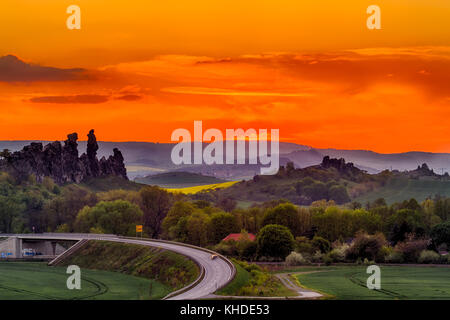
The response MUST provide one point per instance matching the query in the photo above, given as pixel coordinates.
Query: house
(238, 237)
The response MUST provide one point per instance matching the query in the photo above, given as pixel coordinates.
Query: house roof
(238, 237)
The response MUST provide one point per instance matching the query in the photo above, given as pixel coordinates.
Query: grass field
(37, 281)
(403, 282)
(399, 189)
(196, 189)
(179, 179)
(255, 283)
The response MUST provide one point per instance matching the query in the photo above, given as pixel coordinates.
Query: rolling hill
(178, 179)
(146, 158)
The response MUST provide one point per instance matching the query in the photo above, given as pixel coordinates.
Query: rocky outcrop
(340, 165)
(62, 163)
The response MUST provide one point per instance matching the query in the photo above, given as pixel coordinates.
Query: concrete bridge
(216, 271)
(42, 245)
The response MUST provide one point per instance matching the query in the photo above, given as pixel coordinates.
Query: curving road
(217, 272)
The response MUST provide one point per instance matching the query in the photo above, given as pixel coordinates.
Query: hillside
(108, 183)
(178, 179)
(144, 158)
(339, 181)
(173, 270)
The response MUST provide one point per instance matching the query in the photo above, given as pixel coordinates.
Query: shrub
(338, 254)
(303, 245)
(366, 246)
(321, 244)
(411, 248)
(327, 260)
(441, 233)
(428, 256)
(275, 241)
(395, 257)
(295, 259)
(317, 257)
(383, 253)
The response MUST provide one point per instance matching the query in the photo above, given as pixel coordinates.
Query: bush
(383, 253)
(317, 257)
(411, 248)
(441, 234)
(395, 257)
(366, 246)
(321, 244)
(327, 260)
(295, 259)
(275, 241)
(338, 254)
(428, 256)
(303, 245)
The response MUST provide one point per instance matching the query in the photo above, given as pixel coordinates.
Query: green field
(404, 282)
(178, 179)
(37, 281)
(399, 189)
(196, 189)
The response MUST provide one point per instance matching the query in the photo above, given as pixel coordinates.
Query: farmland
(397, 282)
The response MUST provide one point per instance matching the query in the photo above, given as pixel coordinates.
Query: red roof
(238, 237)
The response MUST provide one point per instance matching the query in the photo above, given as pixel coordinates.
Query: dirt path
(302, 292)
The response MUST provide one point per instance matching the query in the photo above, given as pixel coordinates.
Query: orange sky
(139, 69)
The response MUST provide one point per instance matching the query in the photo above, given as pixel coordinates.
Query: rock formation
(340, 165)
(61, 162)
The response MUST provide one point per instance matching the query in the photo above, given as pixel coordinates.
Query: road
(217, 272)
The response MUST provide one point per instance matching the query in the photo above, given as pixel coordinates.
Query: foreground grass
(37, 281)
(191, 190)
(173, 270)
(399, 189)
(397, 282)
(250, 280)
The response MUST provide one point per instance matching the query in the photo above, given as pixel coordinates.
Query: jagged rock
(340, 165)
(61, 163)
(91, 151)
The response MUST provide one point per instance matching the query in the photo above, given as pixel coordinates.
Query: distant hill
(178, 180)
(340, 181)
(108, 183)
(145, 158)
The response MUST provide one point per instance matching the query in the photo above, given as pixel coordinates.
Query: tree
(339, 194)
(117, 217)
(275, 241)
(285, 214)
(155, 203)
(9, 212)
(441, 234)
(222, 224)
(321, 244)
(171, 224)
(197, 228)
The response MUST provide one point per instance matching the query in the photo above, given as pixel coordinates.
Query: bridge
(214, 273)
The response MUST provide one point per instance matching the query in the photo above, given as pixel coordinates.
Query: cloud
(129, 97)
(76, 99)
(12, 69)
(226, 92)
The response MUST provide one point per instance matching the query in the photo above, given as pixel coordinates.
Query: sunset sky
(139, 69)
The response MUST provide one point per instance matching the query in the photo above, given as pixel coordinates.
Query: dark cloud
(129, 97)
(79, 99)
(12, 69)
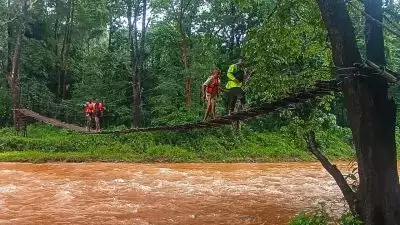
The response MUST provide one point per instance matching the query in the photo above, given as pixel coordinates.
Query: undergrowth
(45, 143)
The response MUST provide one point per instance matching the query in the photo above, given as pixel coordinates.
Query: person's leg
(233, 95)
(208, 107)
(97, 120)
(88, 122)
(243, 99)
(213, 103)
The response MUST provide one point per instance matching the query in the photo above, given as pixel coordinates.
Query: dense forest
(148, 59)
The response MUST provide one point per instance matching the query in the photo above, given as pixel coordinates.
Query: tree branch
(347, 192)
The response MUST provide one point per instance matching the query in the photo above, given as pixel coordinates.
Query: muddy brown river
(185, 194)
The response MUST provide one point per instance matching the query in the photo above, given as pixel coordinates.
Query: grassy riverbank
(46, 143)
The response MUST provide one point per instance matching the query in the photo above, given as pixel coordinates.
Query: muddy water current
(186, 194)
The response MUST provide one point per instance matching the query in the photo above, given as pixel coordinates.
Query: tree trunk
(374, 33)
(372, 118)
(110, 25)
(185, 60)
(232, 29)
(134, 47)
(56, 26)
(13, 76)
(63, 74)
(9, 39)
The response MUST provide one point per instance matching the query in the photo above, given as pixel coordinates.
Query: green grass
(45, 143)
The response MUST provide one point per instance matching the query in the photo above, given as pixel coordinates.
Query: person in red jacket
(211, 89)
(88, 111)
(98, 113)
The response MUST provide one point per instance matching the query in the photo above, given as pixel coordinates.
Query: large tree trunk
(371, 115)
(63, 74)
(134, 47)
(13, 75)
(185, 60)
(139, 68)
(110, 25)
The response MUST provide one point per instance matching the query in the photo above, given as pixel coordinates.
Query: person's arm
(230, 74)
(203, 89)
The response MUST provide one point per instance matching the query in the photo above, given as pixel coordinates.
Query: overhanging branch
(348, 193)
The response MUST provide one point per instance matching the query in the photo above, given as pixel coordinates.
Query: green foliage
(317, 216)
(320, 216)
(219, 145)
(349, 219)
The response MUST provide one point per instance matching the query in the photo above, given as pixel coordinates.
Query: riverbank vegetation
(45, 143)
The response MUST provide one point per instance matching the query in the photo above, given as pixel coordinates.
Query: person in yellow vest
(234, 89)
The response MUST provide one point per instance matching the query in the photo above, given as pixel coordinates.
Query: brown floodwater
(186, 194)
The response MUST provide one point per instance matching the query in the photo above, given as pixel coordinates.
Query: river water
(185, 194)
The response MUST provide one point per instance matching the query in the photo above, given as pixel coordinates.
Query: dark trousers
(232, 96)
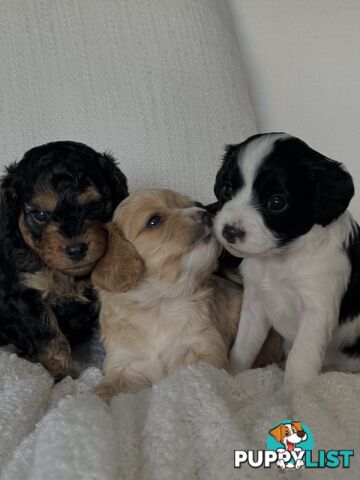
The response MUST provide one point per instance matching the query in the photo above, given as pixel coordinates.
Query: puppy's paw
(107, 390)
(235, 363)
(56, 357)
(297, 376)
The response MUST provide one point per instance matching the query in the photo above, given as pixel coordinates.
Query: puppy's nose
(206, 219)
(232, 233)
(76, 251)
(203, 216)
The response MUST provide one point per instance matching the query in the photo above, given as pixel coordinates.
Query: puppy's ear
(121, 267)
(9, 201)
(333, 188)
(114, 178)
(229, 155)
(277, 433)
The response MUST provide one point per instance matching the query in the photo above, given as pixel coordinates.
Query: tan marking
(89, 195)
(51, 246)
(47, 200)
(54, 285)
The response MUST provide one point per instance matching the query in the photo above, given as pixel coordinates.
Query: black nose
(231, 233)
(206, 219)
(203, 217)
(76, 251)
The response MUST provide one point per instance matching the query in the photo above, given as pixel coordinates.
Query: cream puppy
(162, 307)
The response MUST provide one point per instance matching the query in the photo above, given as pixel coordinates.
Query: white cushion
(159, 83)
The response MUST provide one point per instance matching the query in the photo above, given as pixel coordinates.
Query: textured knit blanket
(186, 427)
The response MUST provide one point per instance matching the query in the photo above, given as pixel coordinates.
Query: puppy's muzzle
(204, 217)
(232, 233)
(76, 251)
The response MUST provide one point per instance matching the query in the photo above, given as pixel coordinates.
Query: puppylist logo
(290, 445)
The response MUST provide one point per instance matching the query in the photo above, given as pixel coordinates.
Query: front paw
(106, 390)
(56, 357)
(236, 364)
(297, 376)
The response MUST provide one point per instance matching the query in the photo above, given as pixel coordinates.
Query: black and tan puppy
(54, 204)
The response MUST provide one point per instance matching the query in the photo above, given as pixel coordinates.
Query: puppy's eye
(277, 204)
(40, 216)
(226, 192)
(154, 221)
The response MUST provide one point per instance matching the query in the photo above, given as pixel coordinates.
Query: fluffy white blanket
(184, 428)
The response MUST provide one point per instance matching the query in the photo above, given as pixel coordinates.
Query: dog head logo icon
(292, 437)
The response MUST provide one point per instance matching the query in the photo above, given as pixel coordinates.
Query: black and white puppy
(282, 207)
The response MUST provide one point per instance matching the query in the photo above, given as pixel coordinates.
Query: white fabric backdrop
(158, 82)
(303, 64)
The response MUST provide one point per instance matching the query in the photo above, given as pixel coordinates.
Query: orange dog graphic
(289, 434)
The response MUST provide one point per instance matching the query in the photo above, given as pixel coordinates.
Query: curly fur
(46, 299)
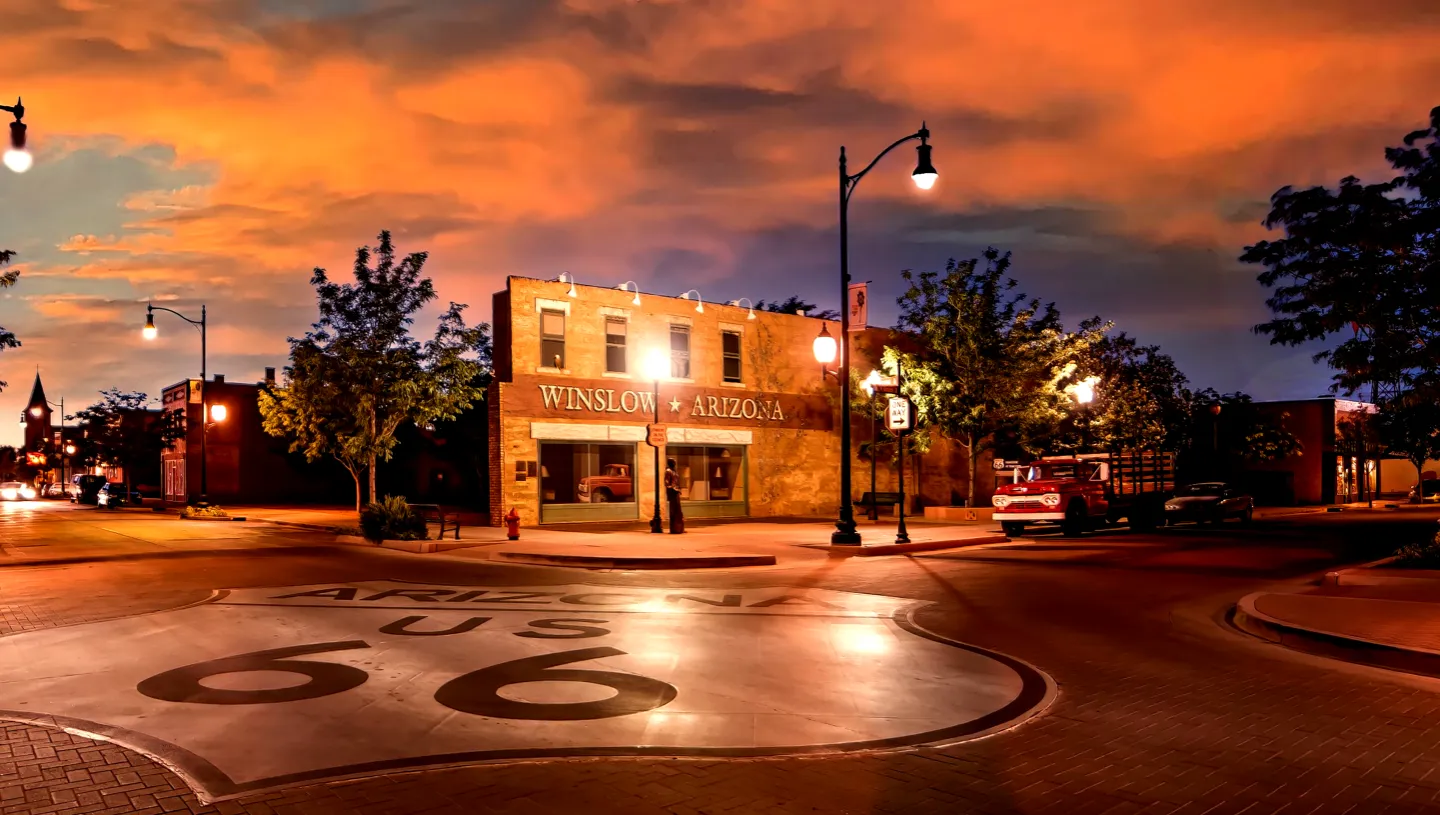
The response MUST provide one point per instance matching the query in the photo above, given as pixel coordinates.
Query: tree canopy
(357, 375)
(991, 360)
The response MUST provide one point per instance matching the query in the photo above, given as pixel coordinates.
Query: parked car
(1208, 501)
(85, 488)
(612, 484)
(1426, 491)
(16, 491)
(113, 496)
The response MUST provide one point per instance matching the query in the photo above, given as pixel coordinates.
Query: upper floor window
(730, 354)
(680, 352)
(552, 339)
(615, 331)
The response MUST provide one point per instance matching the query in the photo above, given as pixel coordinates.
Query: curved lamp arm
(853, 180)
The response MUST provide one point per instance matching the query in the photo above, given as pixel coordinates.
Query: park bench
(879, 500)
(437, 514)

====================

- WHAT TO PRODUCE
All lines after and including the one with "Query: orange dog graphic", through the end of the entries above, should be output exactly and by themselves. The pictures are to be left out.

- ANSWER BELOW
Query: orange dog graphic
(289, 434)
The response MUST provide one point per instance matching the query in the photo above, given as pixel coordinates.
Query: curly fur
(46, 299)
The response MUST provide one point per instance matching the query in the photo above, given as pixel coordinates.
Query: tree canopy
(357, 375)
(991, 360)
The response MUST provide one point per instance matching the query in the photo above, given as pixel coordinates.
Query: parked car
(1208, 501)
(85, 488)
(612, 484)
(1426, 491)
(16, 491)
(113, 496)
The response MUST provide one point per instance matching the query in the photo above, given as pixel coordinates.
Query: upper floor window
(730, 354)
(680, 352)
(552, 339)
(615, 331)
The response MUST provide one point per instance matching the query in the photo above, given as pixel coordinates.
Query: curved lamp arm
(853, 180)
The response MUST provide one point per instance matching the query in the photo above, given as pixel coordinates.
Query: park bench
(879, 500)
(437, 514)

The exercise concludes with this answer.